> Required work: Locate every line below that contains the word "query" and copy it.

[Items from a data source]
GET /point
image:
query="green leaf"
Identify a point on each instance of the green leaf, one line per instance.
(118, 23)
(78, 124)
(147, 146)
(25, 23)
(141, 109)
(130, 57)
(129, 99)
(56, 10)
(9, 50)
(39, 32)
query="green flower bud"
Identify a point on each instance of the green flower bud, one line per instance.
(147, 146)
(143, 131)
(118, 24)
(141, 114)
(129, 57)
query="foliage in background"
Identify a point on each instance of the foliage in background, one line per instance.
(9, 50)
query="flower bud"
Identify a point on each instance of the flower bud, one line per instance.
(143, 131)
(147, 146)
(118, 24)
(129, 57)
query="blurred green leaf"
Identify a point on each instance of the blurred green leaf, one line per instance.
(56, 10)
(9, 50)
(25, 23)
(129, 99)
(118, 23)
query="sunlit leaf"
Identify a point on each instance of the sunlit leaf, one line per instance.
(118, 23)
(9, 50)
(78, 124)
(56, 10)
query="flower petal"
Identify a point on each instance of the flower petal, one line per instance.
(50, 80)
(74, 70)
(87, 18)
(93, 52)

> Your solution:
query="green leaf"
query="green flower bud"
query="foliage in background"
query="flower bud"
query="blurred green leaf"
query="sunlit leaf"
query="flower petal"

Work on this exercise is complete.